| Assignment |
Print each record below precisely, with every picture left out of the copy.

| Data section |
-=-=-=-=-
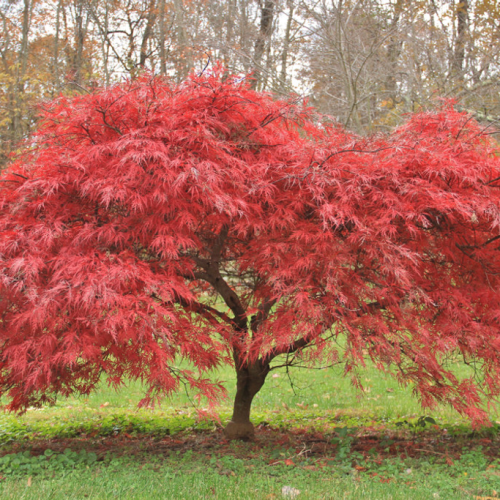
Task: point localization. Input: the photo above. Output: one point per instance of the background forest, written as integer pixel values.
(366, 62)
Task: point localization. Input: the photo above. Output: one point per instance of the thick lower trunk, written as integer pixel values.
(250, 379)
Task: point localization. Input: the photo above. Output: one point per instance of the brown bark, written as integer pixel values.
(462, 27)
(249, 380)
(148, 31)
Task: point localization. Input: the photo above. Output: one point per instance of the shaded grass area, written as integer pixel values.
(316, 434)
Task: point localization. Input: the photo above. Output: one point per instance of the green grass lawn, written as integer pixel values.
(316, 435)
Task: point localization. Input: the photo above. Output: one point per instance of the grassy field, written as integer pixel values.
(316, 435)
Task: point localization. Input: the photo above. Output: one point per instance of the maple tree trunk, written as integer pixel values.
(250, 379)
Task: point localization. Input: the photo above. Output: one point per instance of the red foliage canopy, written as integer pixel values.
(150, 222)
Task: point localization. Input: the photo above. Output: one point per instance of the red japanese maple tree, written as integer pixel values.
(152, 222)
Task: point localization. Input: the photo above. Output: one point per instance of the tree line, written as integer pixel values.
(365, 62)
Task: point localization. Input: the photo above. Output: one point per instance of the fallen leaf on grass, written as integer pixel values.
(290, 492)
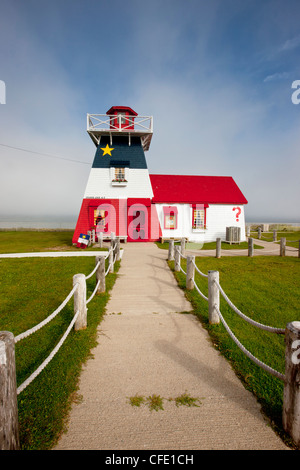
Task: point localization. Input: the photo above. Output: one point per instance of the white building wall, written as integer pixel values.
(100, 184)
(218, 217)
-=-=-=-=-
| Response for this exercise |
Task: point localization. Input: the photo above. Output: one point per instance of the background forest, written as integer pixel values.
(366, 62)
Task: point localization. Input: the photo above. Output: one point per instance of the thick lower trunk, written as integer pixel values.
(250, 379)
Task: point localization. Input: the photo above. Output: one point per instance of the brown bark, written as integer pixel values.
(462, 27)
(249, 380)
(148, 31)
Task: point localization. Input: the photo above. Output: one point per instance of the shaded grass area, written as integer pixel values.
(316, 434)
Task: point localization. Input: the photo above. Output: one point per instance of the green grass lawn, written as integer pixel values.
(316, 435)
Task: point localization. Input: the photo above. Output: one point per instance of the grassy field, written as integer pixel values.
(316, 435)
Task: point localization. Input: the photo above. Output: one point per instance of the maple tree trunk, written as integer pixel values.
(250, 379)
Task: point localization. Input: the photo above. Output: one point per instance of the red foliage canopy, written as integer pixel values.
(150, 222)
Task: point localization. Input: the photo above. Output: one point per instance of the red japanese maple tree, written as integer pixel values.
(152, 222)
Task: point localization. Input: the photo above. Output: one point per instance of the tree line, written as integer pixel values.
(365, 62)
Task: point localization. Input: the photo above. Output: one point per instance of the fallen leaf on grass, written as integer pixel values.
(290, 492)
Task: point localization. Input: the photo above. Output: one point per instance of the white building wall, written as integer pixel values.
(100, 184)
(218, 217)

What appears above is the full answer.